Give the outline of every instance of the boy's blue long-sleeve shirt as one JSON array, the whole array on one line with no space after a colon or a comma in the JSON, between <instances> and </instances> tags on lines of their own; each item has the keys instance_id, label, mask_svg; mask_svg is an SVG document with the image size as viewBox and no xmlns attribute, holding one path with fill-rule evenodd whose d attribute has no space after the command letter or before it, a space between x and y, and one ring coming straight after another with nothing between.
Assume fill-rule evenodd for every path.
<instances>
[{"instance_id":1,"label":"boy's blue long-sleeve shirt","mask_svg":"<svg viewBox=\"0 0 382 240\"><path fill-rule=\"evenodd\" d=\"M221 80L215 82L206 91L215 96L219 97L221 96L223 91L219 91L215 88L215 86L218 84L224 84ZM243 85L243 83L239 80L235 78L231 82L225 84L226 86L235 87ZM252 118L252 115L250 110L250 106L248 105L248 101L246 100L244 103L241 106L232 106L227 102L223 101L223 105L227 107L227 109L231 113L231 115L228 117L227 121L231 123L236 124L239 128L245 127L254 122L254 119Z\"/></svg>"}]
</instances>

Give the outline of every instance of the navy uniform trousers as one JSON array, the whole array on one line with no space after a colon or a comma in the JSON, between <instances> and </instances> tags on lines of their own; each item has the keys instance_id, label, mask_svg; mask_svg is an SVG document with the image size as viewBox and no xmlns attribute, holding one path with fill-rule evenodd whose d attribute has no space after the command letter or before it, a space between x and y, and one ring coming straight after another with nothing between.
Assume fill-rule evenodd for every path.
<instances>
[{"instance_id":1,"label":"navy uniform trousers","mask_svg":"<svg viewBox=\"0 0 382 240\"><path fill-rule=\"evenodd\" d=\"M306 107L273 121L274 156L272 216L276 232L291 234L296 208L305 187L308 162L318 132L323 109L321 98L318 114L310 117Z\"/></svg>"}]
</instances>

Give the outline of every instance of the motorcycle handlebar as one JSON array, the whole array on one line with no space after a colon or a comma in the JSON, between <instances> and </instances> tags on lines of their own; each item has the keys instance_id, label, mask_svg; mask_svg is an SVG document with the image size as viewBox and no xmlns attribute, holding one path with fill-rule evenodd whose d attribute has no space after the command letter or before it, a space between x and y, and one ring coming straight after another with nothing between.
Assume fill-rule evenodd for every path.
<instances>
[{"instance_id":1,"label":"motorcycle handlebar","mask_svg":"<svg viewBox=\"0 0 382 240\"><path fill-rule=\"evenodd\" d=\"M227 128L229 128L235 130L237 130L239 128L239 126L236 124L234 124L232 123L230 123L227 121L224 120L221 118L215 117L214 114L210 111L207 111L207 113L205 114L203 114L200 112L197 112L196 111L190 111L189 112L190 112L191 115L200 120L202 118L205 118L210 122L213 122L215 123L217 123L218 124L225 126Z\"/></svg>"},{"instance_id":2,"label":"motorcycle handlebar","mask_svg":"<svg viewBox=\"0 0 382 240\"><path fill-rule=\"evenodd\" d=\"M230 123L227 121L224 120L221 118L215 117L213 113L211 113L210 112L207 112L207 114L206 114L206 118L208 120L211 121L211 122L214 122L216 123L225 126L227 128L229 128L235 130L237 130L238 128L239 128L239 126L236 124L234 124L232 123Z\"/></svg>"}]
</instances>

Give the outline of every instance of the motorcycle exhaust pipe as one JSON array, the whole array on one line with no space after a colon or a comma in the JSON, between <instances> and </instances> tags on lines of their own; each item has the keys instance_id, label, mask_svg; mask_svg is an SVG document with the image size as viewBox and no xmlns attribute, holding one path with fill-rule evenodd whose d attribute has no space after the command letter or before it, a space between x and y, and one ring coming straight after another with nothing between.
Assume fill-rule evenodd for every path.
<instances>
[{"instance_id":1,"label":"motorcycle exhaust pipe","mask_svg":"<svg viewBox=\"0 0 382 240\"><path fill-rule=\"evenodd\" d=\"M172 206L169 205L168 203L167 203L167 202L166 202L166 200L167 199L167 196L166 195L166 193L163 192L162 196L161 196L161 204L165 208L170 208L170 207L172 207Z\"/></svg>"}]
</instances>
--
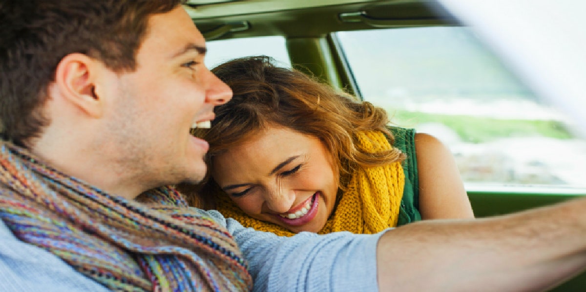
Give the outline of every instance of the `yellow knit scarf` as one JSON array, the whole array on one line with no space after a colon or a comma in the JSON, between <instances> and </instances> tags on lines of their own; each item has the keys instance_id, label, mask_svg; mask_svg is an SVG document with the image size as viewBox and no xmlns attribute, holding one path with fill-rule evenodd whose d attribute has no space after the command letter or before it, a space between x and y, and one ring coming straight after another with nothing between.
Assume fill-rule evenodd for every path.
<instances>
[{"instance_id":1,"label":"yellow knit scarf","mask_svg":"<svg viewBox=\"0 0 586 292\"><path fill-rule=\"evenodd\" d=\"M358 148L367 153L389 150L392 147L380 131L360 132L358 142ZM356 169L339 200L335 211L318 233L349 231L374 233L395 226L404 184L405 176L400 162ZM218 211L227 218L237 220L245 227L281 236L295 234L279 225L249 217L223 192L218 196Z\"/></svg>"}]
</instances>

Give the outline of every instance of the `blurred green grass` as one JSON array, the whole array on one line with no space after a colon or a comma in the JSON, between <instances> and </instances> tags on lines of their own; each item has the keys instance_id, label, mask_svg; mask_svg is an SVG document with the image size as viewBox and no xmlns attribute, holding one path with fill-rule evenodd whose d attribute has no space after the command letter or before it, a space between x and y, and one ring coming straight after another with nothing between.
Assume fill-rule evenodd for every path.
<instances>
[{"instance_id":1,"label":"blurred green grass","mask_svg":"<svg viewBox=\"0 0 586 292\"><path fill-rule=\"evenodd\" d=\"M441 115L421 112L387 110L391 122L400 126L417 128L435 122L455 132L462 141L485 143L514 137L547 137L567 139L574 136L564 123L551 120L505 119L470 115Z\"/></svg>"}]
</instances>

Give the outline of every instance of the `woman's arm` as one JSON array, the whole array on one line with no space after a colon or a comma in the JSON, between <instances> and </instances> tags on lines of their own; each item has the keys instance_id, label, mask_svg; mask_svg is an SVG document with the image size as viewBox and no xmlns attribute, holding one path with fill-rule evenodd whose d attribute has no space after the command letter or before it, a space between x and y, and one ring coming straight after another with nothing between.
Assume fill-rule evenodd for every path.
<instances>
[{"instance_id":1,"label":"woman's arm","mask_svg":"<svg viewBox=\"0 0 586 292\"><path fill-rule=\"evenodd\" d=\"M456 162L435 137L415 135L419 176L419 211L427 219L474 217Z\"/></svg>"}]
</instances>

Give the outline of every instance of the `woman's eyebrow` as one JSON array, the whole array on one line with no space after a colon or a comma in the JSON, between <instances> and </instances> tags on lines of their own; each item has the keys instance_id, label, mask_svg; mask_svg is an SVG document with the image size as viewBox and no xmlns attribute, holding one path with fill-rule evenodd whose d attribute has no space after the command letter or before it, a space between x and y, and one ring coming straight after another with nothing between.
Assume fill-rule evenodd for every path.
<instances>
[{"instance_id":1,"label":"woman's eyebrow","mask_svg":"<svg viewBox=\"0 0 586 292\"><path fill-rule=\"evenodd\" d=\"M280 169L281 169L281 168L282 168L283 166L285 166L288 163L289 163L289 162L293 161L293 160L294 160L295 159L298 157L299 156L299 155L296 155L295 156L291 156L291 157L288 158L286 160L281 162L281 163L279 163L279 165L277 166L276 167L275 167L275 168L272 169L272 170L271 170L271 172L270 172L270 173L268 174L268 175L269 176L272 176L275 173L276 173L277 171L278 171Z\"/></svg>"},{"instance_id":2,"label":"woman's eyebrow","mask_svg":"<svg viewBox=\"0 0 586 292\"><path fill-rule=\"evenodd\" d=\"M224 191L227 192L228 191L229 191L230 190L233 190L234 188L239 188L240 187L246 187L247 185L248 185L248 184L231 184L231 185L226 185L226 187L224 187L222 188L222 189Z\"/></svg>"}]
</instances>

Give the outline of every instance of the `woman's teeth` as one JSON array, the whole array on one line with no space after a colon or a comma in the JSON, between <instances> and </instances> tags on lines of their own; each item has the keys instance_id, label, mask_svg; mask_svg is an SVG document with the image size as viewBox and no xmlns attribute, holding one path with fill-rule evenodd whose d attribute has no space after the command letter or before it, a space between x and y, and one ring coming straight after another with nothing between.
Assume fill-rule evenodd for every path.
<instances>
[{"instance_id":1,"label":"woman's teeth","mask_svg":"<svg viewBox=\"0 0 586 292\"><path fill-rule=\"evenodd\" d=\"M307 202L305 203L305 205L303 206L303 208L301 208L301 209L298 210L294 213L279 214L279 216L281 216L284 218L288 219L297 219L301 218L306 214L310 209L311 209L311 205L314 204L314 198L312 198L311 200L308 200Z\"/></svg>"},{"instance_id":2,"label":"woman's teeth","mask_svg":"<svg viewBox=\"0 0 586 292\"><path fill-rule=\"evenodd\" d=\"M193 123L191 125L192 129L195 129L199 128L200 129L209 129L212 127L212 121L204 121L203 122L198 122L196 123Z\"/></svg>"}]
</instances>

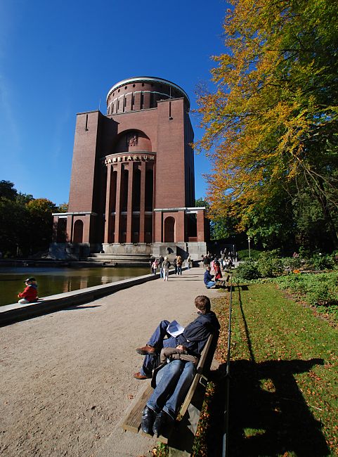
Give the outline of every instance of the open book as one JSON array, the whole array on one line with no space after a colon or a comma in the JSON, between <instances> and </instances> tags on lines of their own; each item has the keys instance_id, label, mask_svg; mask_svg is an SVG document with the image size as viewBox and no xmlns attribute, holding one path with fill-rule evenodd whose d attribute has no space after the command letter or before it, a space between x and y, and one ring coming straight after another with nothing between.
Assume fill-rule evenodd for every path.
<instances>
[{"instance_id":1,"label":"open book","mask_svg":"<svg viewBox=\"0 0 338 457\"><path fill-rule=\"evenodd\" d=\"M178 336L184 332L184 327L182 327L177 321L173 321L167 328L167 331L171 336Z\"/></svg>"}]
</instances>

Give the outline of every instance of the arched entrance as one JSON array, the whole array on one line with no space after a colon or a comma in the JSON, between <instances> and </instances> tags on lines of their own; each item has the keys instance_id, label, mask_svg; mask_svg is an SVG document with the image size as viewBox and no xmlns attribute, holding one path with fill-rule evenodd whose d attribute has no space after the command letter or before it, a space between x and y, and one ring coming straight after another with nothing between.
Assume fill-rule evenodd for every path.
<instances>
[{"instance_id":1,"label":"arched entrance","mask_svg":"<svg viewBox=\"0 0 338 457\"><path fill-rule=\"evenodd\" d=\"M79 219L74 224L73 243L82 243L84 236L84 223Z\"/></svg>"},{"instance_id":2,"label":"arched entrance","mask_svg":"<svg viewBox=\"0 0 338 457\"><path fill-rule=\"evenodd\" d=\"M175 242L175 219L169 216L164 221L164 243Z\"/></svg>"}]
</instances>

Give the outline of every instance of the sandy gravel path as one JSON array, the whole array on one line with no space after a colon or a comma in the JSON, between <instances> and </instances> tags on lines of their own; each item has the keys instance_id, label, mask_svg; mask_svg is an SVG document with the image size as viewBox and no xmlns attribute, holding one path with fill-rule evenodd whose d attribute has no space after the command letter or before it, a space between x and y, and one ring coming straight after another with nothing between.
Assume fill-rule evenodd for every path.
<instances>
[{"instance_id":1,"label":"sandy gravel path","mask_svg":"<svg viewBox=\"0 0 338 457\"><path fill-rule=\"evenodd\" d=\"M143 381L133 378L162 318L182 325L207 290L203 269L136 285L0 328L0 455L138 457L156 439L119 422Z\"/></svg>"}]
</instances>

§ TASK OBJECTIVE
State how many lines in the rows above contain the string "open". Reply with the number alone.

§ SOLUTION TO THIS EXERCISE
2